**Problem to work on**
Pick out the lines in the listing below that contain the word "instance" and copy them.

[[ Data for the task open ]]

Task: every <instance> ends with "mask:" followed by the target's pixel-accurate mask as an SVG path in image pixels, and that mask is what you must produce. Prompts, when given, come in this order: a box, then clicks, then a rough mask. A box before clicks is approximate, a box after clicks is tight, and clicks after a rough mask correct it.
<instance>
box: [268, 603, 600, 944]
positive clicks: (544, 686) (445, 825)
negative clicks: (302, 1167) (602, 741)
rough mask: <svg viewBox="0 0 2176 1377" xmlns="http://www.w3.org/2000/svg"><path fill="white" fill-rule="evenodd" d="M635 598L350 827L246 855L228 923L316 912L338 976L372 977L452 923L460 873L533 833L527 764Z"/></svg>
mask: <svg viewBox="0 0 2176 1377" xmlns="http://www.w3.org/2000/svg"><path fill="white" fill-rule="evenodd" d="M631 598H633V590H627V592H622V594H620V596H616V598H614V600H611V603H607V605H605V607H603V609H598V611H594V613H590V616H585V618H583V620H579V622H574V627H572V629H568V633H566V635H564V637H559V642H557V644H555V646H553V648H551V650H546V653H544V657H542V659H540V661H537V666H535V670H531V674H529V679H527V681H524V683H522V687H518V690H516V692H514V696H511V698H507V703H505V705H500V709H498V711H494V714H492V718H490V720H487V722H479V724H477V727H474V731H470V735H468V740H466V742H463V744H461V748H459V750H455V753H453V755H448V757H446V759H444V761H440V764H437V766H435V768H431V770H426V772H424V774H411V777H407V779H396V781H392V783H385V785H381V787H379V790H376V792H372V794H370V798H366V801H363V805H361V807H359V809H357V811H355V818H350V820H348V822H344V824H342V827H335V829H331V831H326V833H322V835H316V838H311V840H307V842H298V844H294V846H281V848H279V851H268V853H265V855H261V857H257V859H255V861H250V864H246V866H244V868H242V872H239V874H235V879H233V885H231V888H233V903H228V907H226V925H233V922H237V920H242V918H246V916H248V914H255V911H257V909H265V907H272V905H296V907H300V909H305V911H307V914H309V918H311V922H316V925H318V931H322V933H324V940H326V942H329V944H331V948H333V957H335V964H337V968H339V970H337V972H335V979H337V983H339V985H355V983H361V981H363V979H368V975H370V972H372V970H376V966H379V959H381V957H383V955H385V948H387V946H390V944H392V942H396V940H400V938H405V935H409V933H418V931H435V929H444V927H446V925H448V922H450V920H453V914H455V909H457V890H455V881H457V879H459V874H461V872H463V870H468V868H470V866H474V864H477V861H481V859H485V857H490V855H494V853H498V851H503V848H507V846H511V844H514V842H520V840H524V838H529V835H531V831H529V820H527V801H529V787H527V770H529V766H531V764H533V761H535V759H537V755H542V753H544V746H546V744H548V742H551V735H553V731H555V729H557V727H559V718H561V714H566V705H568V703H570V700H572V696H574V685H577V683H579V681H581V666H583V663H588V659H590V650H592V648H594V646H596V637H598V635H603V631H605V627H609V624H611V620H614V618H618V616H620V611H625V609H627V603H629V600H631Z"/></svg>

[[ Data for the task closed ]]

**Result of the exercise**
Task: every <instance> ends with "mask:" followed by the target's pixel-accurate mask as an SVG path in image pixels, and that mask is what you must produce. Prompts, when given, come in this order: a box, then clicks, then a rough mask. A box before clicks is approximate, a box after clicks is tight, and clicks after a rough mask correct it.
<instance>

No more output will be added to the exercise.